• _Work instruction_:
Leaving out the pictures, restate each record below word for word.

Extracted data entries:
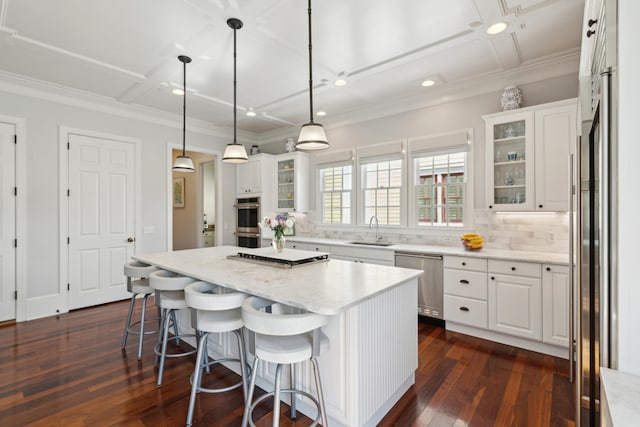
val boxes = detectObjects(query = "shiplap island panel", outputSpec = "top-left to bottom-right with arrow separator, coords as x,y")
134,246 -> 421,427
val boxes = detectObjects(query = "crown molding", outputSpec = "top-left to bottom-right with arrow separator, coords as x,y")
0,70 -> 259,143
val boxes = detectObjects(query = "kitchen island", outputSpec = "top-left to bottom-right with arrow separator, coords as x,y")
134,246 -> 421,427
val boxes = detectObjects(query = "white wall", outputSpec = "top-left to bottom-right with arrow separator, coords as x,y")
616,0 -> 640,375
0,85 -> 238,319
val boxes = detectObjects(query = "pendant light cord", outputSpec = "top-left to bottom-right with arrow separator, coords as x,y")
233,25 -> 238,144
182,59 -> 187,156
307,0 -> 314,123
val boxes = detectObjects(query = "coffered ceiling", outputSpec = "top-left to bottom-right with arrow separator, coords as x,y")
0,0 -> 584,137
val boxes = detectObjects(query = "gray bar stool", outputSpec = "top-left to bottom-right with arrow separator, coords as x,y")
184,281 -> 250,426
148,269 -> 198,387
241,296 -> 329,427
122,261 -> 160,359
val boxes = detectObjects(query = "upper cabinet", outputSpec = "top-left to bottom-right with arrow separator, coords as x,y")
276,152 -> 309,212
484,99 -> 577,212
236,153 -> 275,195
485,111 -> 535,211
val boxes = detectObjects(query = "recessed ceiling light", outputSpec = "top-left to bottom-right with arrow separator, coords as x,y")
317,110 -> 326,117
199,54 -> 210,61
174,42 -> 185,51
172,88 -> 184,95
246,109 -> 256,117
421,80 -> 435,87
334,79 -> 347,87
486,22 -> 508,35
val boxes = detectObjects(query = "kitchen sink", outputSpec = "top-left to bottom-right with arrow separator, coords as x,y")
348,240 -> 395,247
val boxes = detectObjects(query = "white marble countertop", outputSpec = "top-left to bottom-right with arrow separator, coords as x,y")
601,367 -> 640,426
133,246 -> 421,316
281,236 -> 569,265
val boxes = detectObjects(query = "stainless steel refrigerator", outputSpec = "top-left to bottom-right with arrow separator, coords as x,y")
575,58 -> 618,427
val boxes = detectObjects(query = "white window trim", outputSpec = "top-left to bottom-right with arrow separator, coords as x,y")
407,129 -> 474,230
317,159 -> 355,226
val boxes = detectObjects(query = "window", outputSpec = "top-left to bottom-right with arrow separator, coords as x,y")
413,151 -> 466,227
319,163 -> 352,224
362,159 -> 402,225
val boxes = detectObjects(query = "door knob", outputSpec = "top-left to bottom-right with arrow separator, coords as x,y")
127,237 -> 135,242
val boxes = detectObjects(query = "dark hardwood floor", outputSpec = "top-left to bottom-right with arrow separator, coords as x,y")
0,300 -> 574,426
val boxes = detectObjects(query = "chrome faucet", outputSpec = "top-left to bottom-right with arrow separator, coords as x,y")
369,215 -> 382,241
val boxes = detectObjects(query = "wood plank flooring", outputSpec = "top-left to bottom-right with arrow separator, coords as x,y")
0,300 -> 575,426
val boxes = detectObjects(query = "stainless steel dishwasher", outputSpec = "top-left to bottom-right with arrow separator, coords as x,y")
394,251 -> 444,321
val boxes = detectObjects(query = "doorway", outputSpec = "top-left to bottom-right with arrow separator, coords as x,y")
171,149 -> 216,250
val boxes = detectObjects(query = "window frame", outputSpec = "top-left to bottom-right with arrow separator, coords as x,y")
317,160 -> 355,226
358,153 -> 406,228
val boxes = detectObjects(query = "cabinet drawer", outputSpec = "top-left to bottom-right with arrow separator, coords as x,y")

• _Response to this exercise_:
val boxes = detectObjects(query = "shiplap island panel", outputSpec = "top-left to bottom-right with arrow separator, coords as x,y")
134,246 -> 421,427
val boxes = detectObjects(query = "crown molding", outputSpec = "top-left to bottom-right with arrow separator, coords as x,y")
0,70 -> 259,143
val boxes = detectObjects(query = "kitchen island", outputSpec = "top-left to bottom-right with arrow separator, coords as x,y")
134,246 -> 421,427
val boxes = detectObjects(query = "white wall", outputSpec = "top-left to bottom-right with arrow separator, coords as x,y")
616,0 -> 640,375
0,85 -> 238,319
val boxes = detectObjects(query = "pendant light cord", outputSpec = "top-left to bottom-right with arrow separator, coords as x,y")
233,25 -> 238,144
182,59 -> 187,156
307,0 -> 314,123
val boxes = detectObjects(query = "coffered ceiling", outputSpec = "top-left to bottom-right with arrow separator, coords as x,y")
0,0 -> 584,137
val boxes = detectObjects(query = "gray bar stool", outputSpec = "top-left to bottom-right with arrow separator, coords as x,y")
184,281 -> 250,426
148,269 -> 198,387
241,296 -> 329,427
122,261 -> 160,359
val boxes = detectObjects(query = "upper cabinet", outputSpec = "top-left to bottom-right with arrow separator, coords as x,y")
276,152 -> 309,212
484,99 -> 577,212
236,153 -> 275,195
485,111 -> 535,211
val boxes = detectObjects(query = "recessed ceiling light", outputSpec = "top-left to bottom-right with arrow separator, coords as x,y")
317,110 -> 326,117
199,54 -> 210,61
174,42 -> 185,51
172,88 -> 184,95
246,109 -> 256,117
421,80 -> 435,87
334,79 -> 347,87
486,22 -> 508,35
val boxes = detectObjects(query = "kitchen sink", outputSpec = "top-left to bottom-right with arrow separator, coords as x,y")
348,240 -> 395,247
val boxes = detectObjects(query = "white marble countertop", outputSpec = "top-left to bottom-right with arrow separator, coords as x,y")
601,367 -> 640,426
133,246 -> 421,316
281,236 -> 569,265
val boxes = detectObjects(query = "stainless steel refrigerator", outputSpec = "top-left to bottom-right with arrow separator, coords as x,y")
575,58 -> 618,427
val boxes = detectObjects(query = "white window trim", outputSpec = "top-left to bottom-right with arrow separator, coords as x,y")
407,129 -> 474,230
317,159 -> 355,226
val boxes = detectObjects(query = "window", outputSpec = "top-left to bottom-right with arrow separator, coords as x,y")
413,151 -> 466,227
319,163 -> 352,224
362,159 -> 402,225
val boxes = detectObjects(query = "door knob", outputSpec = "top-left to bottom-right with arrow separator, coords as x,y")
127,237 -> 135,242
val boxes = detectObjects(query = "dark hardwood floor", outputSpec = "top-left to bottom-right with arrow separator, coords as x,y")
0,300 -> 574,426
val boxes = detectObjects(query = "chrome faucet", outputSpec = "top-left to bottom-right with arrow separator, coords as x,y")
369,215 -> 382,241
val boxes = detectObjects(query = "wood plank flooring", outputSpec = "top-left to bottom-right with arrow separator, coords as x,y")
0,300 -> 575,426
val boxes = detectObjects(query = "stainless steel dishwasher", outputSpec = "top-left to bottom-right with arrow separator, coords as x,y")
394,251 -> 444,321
val boxes = detectObjects(query = "doorway", outputSpec = "top-left to bottom-right with arrow separator, coords as x,y")
171,149 -> 216,250
val boxes = detectObjects(query = "window frame", outputSpec = "top-left to bottom-right with arrow separator, coords as x,y")
317,160 -> 355,226
358,153 -> 406,228
val boxes = detectObjects(query = "cabinet drawer", outputSpec = "top-left to bottom-right with arrow separator, coords as x,y")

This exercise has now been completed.